**TEXT SEGMENT**
[BEGIN]

Click to Rate and Give Feedback
MSDN
MSDN Library
Windows Development
 MultiByteToWideChar function
MultiByteToWideChar function

Applies to: desktop apps | Metro style apps

Maps a character string to a UTF-16 (wide character) string. The character string is not necessarily from a multibyte character set.

Caution  Using the MultiByteToWideChar function incorrectly can compromise the security of your application. Calling this function can easily cause a buffer overrun because the size of the input buffer indicated by lpMultiByteStr equals the number of bytes in the string, while the size of the output buffer indicated by lpWideCharStr equals the number of characters. To avoid a buffer overrun, your application must specify a buffer size appropriate for the data type the buffer receives. For more information, see Security Considerations: International Features.

Note  The ANSI code pages can be different on different computers, or can be changed for a single computer, leading to data corruption. For the most consistent results, applications should use Unicode, such as UTF-8 or UTF-16, instead of a specific code page, unless legacy standards or data formats prevent the use of Unicode. If using Unicode is not possible, applications should tag the data stream with the appropriate encoding name when protocols allow it. HTML and XML files allow tagging, but text files do not.

Syntax

int MultiByteToWideChar(
  __in       UINT CodePage,
  __in       DWORD dwFlags,
  __in       LPCSTR lpMultiByteStr,
  __in       int cbMultiByte,
  __out_opt  LPWSTR lpWideCharStr,
  __in       int cchWideChar
);

Parameters

CodePage [in]

Code page to use in performing the conversion. This parameter can be set to the value of any code page that is installed or available in the operating system. For a list of code pages, see Code Page Identifiers. Your application can also specify one of the values shown in the following table.

ValueMeaning
CP_ACP

The system default Windows ANSI code page.

Note  This value can be different on different computers, even on the same network. It can be changed on the same computer, leading to stored data becoming irrecoverably corrupted. This value is only intended for temporary use and permanent storage should use UTF-16 or UTF-8 if possible.

[END]

**GIVEN INFORMATION**
[BEGIN]

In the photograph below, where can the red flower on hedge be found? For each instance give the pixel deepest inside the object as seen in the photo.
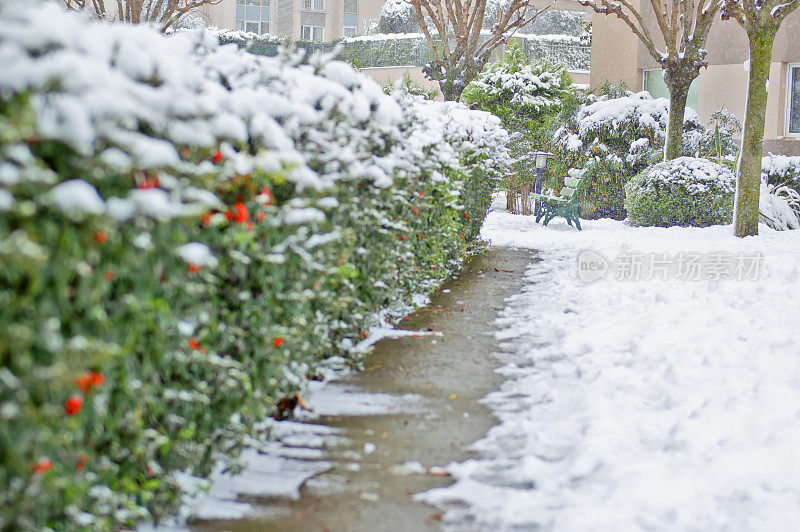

[END]

**TO-DO LIST**
A. Quote the MultiByteToWideChar page word for word, from "Caution  Using the MultiByteToWideChar" up to and including "Considerations: International Features.".
B. Do these statements agree with the MultiByteToWideChar page? Answer yes or no for each, and quote the words from the page that decide it.
(i) The caution says the size of the output buffer indicated by lpWideCharStr equals the number of bytes.
(ii) HTML and XML files allow tagging the data with an encoding name.
(iii) The CP_ACP value is meant for permanent storage of data.
C. Carry on writing the MultiByteToWideChar page, starting right after its last sentence.

**ANSWERS TO THE TASKS**
A.
Caution  Using the MultiByteToWideChar function incorrectly can compromise the security of your application. Calling this function can easily cause a buffer overrun because the size of the input buffer indicated by lpMultiByteStr equals the number of bytes in the string, while the size of the output buffer indicated by lpWideCharStr equals the number of characters. To avoid a buffer overrun, your application must specify a buffer size appropriate for the data type the buffer receives. For more information, see Security Considerations: International Features.

B.
(i) No: "the size of the output buffer indicated by lpWideCharStr equals the number of characters"
(ii) Yes: "HTML and XML files allow tagging, but text files do not."
(iii) No: "This value is only intended for temporary use and permanent storage should use UTF-16 or UTF-8 if possible."

C.
CP_MACCP

The current system Macintosh code page.

Note  This value can be different on different computers, even on the same network. It can be changed on the same computer, leading to stored data becoming irrecoverably corrupted. This value is only intended for temporary use and permanent storage should use UTF-16 or UTF-8 if possible.

Note   This value is used primarily in legacy code and should not generally be needed since modern Macintosh computers use Unicode for encoding.

CP_OEMCP

The current system OEM code page.

Note  This value can be different on different computers, even on the same network. It can be changed on the same computer, leading to stored data becoming irrecoverably corrupted. This value is only intended for temporary use and permanent storage should use UTF-16 or UTF-8 if possible.

CP_SYMBOL

Symbol code page (42).

CP_THREAD_ACP

The Windows ANSI code page for the current thread.

Note  This value can be different on different computers, even on the same network. It can be changed on the same computer, leading to stored data becoming irrecoverably corrupted. This value is only intended for temporary use and permanent storage should use UTF-16 or UTF-8 if possible.

CP_UTF7

UTF-7. Use this value only when forced by a 7-bit transport mechanism. Use of UTF-8 is preferred.

CP_UTF8

UTF-8.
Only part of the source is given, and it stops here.